▶ _TASK_
Reproduce the records below verbatim, from their first line through the line containing "[303, 160, 384, 222]", with both of those lines included.
** START OF THE DATA **
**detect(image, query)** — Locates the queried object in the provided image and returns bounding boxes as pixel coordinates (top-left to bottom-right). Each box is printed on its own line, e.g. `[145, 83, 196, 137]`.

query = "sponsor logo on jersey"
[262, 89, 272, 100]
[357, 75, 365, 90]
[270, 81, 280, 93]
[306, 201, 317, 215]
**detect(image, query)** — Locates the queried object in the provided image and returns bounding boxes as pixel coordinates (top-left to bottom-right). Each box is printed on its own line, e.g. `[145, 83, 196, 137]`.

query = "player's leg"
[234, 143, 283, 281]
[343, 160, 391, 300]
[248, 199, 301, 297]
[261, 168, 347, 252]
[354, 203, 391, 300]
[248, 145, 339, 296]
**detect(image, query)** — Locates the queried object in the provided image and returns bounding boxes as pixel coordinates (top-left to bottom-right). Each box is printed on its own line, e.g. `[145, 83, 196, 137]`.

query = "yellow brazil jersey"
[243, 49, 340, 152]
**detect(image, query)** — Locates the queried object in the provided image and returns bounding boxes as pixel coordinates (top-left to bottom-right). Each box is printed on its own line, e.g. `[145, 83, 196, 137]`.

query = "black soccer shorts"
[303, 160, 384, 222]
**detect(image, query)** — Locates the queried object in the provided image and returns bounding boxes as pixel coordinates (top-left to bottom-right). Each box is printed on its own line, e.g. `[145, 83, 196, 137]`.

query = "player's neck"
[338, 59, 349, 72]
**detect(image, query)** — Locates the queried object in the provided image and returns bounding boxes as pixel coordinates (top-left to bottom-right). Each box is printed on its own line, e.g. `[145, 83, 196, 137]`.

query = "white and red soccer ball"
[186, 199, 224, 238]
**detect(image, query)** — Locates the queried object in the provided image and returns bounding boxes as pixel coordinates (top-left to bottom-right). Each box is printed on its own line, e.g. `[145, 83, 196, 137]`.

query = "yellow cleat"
** END OF THE DATA **
▶ _PROBLEM SOLUTION_
**detect(image, query)** — Locates the queried object in the provided image and returns bounding boxes as pixel coordinates (top-left to bottom-right). Each box is printed on its own line, e.g. `[145, 83, 196, 137]`.

query = "sponsor logo on jersey"
[262, 89, 272, 100]
[357, 75, 365, 90]
[270, 81, 280, 93]
[306, 201, 317, 215]
**detect(image, query)** — Locates the queried object in the provided image and returns bounding boxes as pixel coordinates (top-left to bottom-right). Each box is printed on its own line, e.g. `[145, 83, 196, 137]`.

query = "player's leg"
[234, 143, 283, 281]
[343, 160, 391, 300]
[248, 199, 301, 297]
[261, 168, 347, 252]
[354, 203, 391, 300]
[248, 145, 339, 296]
**detect(image, query)** — Locates the queried object in the provided image and returns bounding boxes as pixel coordinates (top-left to bottom-right). Each box is printed on its own line, e.g. `[145, 83, 196, 137]`.

query = "yellow brazil jersey"
[243, 49, 340, 152]
**detect(image, query)** — Locates the queried object in the provided image and returns bounding boxes as pixel coordinates (top-left to bottom-right). Each box is printed on its own line, e.g. `[145, 83, 196, 137]`.

query = "black soccer shorts"
[303, 160, 384, 222]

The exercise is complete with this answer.